TASK OBJECTIVE: Gather each line in the entries that includes the string "grass".

Natural-language object grounding data:
::::::

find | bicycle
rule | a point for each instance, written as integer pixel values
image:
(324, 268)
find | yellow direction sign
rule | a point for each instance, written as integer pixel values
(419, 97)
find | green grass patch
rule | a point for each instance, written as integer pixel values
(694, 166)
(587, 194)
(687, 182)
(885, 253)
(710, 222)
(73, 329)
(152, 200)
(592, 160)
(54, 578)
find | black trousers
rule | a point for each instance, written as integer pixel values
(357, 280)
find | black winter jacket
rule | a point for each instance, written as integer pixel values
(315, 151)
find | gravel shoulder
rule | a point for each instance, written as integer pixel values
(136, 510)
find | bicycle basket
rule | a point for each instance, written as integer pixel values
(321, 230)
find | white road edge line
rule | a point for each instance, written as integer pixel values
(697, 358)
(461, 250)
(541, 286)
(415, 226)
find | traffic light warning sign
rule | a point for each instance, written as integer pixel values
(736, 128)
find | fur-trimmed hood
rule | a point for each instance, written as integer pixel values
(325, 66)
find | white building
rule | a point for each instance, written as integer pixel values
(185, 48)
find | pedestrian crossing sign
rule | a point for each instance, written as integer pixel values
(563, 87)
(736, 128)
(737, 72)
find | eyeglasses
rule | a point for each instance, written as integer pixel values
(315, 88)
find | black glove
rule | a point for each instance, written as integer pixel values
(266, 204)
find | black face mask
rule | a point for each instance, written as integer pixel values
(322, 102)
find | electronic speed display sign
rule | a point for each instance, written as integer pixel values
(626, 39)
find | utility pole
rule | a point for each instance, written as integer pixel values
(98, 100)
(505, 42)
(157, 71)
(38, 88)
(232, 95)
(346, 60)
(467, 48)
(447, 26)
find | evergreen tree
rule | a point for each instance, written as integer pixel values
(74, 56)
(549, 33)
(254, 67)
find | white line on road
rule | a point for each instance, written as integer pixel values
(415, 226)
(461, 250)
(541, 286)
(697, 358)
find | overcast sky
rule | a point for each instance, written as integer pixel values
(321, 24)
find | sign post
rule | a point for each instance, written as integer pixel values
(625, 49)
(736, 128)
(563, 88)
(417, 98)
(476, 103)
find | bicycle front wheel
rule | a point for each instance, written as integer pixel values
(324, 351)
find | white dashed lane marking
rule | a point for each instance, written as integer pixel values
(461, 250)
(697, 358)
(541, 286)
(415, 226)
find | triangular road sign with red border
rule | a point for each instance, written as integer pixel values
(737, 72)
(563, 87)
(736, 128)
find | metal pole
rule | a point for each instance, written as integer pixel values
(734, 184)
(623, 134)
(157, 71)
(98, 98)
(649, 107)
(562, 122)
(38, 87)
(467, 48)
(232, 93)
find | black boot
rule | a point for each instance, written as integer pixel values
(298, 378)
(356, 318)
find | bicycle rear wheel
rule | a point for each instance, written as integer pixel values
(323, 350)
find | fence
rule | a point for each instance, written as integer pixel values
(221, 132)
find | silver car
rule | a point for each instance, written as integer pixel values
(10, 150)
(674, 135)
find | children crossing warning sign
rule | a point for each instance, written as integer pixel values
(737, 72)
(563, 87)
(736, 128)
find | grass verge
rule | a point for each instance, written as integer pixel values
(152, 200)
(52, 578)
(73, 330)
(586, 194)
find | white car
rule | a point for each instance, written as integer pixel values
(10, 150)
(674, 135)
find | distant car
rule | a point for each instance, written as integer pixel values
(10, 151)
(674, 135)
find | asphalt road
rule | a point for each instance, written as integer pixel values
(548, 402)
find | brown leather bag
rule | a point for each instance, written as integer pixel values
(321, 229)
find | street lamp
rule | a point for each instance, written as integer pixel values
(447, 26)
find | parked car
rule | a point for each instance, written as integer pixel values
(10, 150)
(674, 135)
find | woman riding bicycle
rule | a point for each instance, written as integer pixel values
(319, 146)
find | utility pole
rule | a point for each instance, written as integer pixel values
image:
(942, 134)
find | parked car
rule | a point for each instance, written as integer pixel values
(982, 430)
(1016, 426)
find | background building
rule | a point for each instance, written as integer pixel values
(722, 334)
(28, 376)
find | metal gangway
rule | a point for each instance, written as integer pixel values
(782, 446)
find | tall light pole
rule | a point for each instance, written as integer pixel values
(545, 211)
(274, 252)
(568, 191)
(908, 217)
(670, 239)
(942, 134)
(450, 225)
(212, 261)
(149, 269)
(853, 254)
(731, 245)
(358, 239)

::::::

ANSWER TO THIS EXERCISE:
find | green grass patch
find | grass verge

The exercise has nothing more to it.